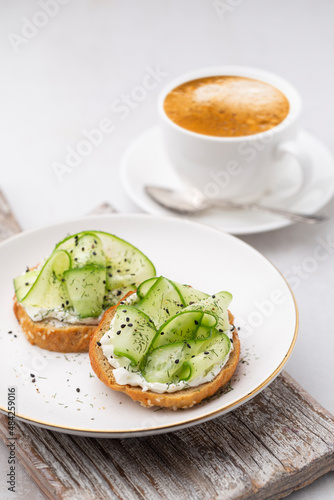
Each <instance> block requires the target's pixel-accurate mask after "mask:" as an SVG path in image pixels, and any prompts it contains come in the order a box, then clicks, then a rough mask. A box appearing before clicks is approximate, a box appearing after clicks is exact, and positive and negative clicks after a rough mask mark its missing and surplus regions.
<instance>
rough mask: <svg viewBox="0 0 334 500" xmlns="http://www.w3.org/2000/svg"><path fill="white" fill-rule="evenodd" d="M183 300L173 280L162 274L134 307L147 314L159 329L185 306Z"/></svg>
mask: <svg viewBox="0 0 334 500" xmlns="http://www.w3.org/2000/svg"><path fill="white" fill-rule="evenodd" d="M183 305H184V304H183V300H182V297H181V296H180V294H179V292H178V290H177V289H176V288H175V286H174V284H173V282H172V281H170V280H168V279H167V278H164V277H163V276H161V277H160V278H159V279H158V280H157V281H156V282H155V283H154V285H153V286H152V287H151V288H150V290H149V292H148V293H147V295H146V296H145V297H144V299H142V300H141V301H140V302H138V304H136V305H135V306H134V307H136V308H137V309H139V310H140V311H142V312H144V313H145V314H147V316H148V317H149V318H151V319H152V320H153V322H154V325H155V327H156V328H157V329H158V328H160V326H161V325H162V324H163V323H165V322H166V321H167V320H168V319H169V318H170V317H172V316H174V315H175V314H176V313H177V312H179V311H180V310H182V308H183Z"/></svg>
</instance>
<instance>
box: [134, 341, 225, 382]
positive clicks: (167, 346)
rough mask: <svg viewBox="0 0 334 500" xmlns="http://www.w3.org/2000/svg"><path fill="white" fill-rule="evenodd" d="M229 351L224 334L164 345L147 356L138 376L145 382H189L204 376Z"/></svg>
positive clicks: (151, 351)
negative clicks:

WORK TO COMPLETE: Restate all of the material word for word, leaving every picture out.

SOLUTION TO THIS TASK:
Each <instance> block requires the target's pixel-accurate mask after "mask:" as an SVG path in image pixels, and any prompts it contains come in the order a box, then clicks, then a rough mask. A box appearing before clicks is approximate, a box appearing after clicks is exact, and positive and negative clicks after a rough mask mark its missing and surplus regions.
<instance>
rough mask: <svg viewBox="0 0 334 500" xmlns="http://www.w3.org/2000/svg"><path fill="white" fill-rule="evenodd" d="M183 300L173 280L162 274L134 307L147 314L159 329L185 306Z"/></svg>
mask: <svg viewBox="0 0 334 500" xmlns="http://www.w3.org/2000/svg"><path fill="white" fill-rule="evenodd" d="M183 305H184V304H183V300H182V297H181V296H180V294H179V292H178V290H177V289H176V288H175V286H174V284H173V282H172V281H170V280H168V279H167V278H164V277H163V276H161V277H160V278H159V279H158V280H157V281H156V282H155V283H154V285H153V286H152V287H151V288H150V290H149V292H148V293H147V295H146V296H145V297H144V299H142V300H141V301H140V302H138V304H136V305H135V306H134V307H136V308H137V309H139V310H140V311H142V312H144V313H145V314H147V316H148V317H149V318H151V319H152V320H153V322H154V325H155V327H156V328H157V329H158V328H160V326H161V325H162V324H163V323H165V322H166V321H167V320H168V319H169V318H170V317H172V316H174V315H175V314H176V313H177V312H179V311H180V310H182V308H183Z"/></svg>
</instance>
<instance>
box: [134, 341, 225, 382]
positive clicks: (167, 346)
rough mask: <svg viewBox="0 0 334 500" xmlns="http://www.w3.org/2000/svg"><path fill="white" fill-rule="evenodd" d="M229 351L224 334L164 345L147 356L138 376L145 382H189L204 376Z"/></svg>
positive clicks: (151, 351)
negative clicks:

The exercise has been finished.